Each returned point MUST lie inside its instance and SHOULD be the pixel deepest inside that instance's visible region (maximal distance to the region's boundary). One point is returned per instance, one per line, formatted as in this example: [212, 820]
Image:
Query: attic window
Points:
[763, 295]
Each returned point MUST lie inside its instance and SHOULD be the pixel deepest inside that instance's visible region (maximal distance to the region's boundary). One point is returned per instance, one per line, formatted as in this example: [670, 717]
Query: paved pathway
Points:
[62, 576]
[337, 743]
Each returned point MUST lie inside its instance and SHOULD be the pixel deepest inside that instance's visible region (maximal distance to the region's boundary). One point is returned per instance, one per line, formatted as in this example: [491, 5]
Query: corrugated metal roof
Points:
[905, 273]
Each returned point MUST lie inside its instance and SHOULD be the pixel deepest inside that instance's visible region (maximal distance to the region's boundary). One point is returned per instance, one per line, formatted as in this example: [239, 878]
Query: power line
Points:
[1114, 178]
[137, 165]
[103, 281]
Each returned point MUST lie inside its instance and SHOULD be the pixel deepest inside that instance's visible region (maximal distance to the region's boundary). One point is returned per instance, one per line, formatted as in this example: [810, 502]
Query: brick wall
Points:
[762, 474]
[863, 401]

====================

- **Exercise description**
Express the part of the listing above that opens with the line containing "example: [810, 502]" and runs through the end of the listing as a two-column CSV with the headers input and output. Give each text and its answer one row, with each placed in a single quoted field and line breaks turned into spaces.

- **Exercise response**
input,output
"Each returned point MUST lie inside its instance and SHOULD be the pixel deepest inside that instance's visible region (maximal distance to the region's boundary). One point is returned per instance, one per line, formatted as in this example: [810, 502] Query: brick wall Points:","[762, 474] [863, 401]"